----- EXTRACT -----

Cigar Economics

The Wall Street Journal has an interesting article about the Cuban cigar industry and the problems it will face with increased demand from the US. The short takeaway is that the industry is not going to be able to meet the demand.

The cigar industry, like the rest of the Cuban economy, is mired in government-imposed inefficiency. Production has declined in recent years. Attempts to ramp up production will run into several problems.

Just how much Cuba would be able to boost production—and how quickly—is difficult to predict. Most land is farmed either with oxen or tractors built in the 1940s. Farmers say fertilizer must be imported from Venezuela. Often cigar shipments are held up because cigar boxes don’t show up in time, workers say.

The Cuban government has a hand in every aspect of production. It funnels the supplies needed by tobacco growers through the farming cooperatives, which farmers say set tobacco quotas for members and retain 2% of farm revenue. Farmers say they must apply to the government to buy tractors, irrigation systems or other expensive equipment, and Tabacuba, the government cigar-production company, decides who gets what.

-----

§ **OBJECTIVES**:
1. Retype the passage from the Cuban cigar article, starting with "Cigar Economics" and going on through "time, workers say.".
2. According to the Cuban cigar article, where do farmers say fertilizer must be imported from?

----- INFORMATION PROVIDED -----

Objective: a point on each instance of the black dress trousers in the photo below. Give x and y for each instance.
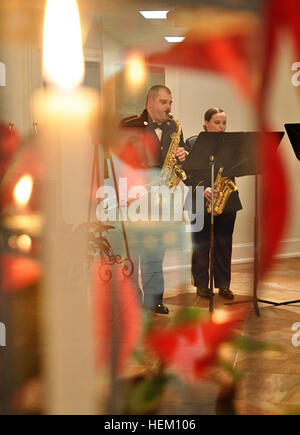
(223, 231)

-----

§ **ANSWERS IN ORDER**:
1.
Cigar Economics

The Wall Street Journal has an interesting article about the Cuban cigar industry and the problems it will face with increased demand from the US. The short takeaway is that the industry is not going to be able to meet the demand.

The cigar industry, like the rest of the Cuban economy, is mired in government-imposed inefficiency. Production has declined in recent years. Attempts to ramp up production will run into several problems.

Just how much Cuba would be able to boost production—and how quickly—is difficult to predict. Most land is farmed either with oxen or tractors built in the 1940s. Farmers say fertilizer must be imported from Venezuela. Often cigar shipments are held up because cigar boxes don’t show up in time, workers say.

2. Venezuela.